**WHAT TO DO**. Starting at the line with "point: beige hose" in it, reproduce each line below through the last one, exactly, and include nothing else.

☆ ☆ ☆ ☆

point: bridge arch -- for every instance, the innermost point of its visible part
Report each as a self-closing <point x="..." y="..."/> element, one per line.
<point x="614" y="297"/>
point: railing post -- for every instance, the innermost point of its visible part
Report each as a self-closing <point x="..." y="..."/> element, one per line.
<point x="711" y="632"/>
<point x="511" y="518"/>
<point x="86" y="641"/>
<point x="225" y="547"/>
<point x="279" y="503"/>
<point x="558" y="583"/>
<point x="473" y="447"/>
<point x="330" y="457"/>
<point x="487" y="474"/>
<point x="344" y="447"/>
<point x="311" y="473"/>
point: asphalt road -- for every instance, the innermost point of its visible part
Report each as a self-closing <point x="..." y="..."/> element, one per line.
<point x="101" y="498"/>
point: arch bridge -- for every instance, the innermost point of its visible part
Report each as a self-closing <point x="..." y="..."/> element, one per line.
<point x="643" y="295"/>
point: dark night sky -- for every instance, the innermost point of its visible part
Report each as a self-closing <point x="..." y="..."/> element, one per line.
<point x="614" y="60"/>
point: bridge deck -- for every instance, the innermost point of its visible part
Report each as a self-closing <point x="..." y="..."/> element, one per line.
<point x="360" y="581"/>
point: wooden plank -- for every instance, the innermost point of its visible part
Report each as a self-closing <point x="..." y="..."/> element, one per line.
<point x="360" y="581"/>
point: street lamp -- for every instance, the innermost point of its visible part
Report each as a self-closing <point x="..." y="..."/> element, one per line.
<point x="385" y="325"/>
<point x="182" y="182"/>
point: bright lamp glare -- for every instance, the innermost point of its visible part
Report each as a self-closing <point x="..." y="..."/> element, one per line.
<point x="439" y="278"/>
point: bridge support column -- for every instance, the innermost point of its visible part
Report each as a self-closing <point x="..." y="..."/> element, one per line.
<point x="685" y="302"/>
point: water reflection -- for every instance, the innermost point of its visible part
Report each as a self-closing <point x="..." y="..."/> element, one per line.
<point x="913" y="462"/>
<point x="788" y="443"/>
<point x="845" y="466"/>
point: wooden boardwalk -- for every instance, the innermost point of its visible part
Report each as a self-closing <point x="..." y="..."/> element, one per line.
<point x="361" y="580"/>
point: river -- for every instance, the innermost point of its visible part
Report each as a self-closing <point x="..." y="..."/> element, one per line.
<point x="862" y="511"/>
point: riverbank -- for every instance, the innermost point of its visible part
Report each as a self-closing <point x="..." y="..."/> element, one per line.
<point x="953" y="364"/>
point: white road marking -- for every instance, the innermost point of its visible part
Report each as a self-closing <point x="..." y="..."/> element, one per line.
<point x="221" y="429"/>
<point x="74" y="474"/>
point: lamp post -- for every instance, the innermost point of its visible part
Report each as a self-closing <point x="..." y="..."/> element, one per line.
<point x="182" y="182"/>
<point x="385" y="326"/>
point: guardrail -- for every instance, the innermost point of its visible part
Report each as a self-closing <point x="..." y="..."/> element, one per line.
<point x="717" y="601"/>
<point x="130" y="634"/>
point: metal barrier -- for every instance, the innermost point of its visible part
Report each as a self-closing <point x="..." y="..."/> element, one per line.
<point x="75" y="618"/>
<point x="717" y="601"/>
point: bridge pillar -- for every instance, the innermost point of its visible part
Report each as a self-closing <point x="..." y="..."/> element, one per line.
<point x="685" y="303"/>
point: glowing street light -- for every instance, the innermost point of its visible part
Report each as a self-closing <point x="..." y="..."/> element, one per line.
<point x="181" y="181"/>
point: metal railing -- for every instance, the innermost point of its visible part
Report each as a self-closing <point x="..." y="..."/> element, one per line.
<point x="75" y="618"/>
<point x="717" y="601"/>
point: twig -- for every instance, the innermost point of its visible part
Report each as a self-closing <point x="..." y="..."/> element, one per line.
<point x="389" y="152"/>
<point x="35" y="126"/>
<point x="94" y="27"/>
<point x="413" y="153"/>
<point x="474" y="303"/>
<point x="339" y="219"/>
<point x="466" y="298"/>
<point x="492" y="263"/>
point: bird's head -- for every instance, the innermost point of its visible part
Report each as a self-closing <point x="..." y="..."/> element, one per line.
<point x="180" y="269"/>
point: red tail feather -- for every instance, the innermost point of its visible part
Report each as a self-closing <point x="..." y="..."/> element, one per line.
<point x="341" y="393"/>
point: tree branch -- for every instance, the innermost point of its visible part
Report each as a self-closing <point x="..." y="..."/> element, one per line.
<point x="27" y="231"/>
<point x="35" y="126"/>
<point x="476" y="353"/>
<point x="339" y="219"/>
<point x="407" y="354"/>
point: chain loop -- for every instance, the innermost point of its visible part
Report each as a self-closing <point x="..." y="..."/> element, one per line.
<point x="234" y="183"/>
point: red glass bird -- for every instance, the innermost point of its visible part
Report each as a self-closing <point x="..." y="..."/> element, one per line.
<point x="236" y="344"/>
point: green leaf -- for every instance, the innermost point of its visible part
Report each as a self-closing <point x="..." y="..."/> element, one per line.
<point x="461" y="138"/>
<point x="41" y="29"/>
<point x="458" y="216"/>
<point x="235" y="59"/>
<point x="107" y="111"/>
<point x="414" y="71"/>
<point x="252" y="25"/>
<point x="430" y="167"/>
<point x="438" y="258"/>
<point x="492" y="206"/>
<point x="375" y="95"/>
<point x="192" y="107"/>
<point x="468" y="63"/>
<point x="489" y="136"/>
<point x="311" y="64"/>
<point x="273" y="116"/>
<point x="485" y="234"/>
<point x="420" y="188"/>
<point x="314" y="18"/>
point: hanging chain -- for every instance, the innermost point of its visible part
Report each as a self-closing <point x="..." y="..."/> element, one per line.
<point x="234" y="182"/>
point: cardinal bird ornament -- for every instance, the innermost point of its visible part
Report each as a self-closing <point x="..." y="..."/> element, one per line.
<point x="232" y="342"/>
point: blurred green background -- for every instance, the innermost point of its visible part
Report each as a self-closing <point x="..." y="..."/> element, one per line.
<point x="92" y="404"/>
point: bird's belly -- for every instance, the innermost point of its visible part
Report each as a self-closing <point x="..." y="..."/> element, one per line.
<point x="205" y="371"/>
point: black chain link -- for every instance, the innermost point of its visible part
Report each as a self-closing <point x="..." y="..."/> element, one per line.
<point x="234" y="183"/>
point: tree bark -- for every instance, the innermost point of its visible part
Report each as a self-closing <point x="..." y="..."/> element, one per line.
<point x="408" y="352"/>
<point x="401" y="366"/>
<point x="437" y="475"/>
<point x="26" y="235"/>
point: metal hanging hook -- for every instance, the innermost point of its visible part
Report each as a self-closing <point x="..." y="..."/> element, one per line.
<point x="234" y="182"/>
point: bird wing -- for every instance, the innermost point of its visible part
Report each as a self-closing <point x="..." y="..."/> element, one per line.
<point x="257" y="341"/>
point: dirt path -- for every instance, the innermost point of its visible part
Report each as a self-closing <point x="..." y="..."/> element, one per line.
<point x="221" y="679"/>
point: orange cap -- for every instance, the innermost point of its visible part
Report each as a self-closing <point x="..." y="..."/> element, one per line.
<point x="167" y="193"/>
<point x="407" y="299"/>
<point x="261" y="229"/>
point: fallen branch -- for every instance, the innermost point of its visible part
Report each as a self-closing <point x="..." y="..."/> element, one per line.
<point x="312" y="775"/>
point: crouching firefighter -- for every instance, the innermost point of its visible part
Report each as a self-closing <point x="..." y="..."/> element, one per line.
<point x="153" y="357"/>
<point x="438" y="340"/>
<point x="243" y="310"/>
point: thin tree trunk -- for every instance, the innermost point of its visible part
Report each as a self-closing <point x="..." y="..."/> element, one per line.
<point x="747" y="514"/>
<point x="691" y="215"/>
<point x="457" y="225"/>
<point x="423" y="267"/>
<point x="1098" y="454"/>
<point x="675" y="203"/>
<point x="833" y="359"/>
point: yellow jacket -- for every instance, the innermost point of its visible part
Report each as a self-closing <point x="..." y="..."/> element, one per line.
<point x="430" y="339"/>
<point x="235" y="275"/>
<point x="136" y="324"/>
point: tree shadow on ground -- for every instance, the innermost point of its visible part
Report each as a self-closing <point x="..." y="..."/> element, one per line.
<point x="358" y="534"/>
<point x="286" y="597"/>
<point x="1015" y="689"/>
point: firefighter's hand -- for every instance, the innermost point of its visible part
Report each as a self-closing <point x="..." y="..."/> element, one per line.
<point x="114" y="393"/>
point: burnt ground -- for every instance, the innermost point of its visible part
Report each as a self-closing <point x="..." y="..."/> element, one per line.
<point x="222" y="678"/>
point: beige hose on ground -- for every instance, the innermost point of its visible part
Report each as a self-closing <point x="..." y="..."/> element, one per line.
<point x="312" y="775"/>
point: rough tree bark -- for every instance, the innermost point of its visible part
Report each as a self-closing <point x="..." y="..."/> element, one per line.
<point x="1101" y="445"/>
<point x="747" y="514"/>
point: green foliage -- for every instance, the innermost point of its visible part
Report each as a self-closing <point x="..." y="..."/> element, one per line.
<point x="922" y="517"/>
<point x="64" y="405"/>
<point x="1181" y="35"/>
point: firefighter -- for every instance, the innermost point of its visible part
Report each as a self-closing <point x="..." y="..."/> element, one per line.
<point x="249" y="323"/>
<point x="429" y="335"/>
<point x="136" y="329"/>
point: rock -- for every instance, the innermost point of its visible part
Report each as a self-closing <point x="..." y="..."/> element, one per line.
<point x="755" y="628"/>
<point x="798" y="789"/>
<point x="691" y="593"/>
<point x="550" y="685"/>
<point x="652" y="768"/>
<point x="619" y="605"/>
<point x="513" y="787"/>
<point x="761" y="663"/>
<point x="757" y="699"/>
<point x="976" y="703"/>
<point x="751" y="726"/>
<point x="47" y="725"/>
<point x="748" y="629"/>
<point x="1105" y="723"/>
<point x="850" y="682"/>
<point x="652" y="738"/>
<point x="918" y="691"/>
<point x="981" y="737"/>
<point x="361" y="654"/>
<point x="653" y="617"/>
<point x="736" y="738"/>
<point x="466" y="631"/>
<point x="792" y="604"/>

☆ ☆ ☆ ☆

**SOLUTION FOR THIS EXERCISE**.
point: beige hose on ground -- for every instance, the innermost point of its visible part
Report each as a self-closing <point x="..." y="..."/> element, one per line.
<point x="312" y="775"/>
point: rough tree bark -- for every instance, the innermost point of its visible part
Report each as a self-closing <point x="..." y="..."/> element, one per line.
<point x="1101" y="445"/>
<point x="747" y="514"/>
point: green foliage -- for every instance, the innermost point of its visible part
Report each as a self-closing <point x="..." y="..."/> element, one per line.
<point x="922" y="517"/>
<point x="64" y="405"/>
<point x="1181" y="35"/>
point: firefighter -- for every instance, the innermost point of its visible part
Report each as a self-closing <point x="..." y="..."/> element, one per line.
<point x="249" y="323"/>
<point x="429" y="335"/>
<point x="136" y="329"/>
point: rock -- for every instance, the innermost point of its visible part
Report each as a self-closing <point x="..." y="..."/> element, one per line.
<point x="755" y="628"/>
<point x="798" y="789"/>
<point x="691" y="593"/>
<point x="550" y="685"/>
<point x="652" y="768"/>
<point x="619" y="605"/>
<point x="513" y="787"/>
<point x="761" y="663"/>
<point x="757" y="699"/>
<point x="976" y="703"/>
<point x="751" y="726"/>
<point x="47" y="725"/>
<point x="748" y="629"/>
<point x="1105" y="723"/>
<point x="850" y="682"/>
<point x="652" y="738"/>
<point x="918" y="691"/>
<point x="981" y="737"/>
<point x="361" y="654"/>
<point x="653" y="617"/>
<point x="736" y="738"/>
<point x="466" y="631"/>
<point x="792" y="604"/>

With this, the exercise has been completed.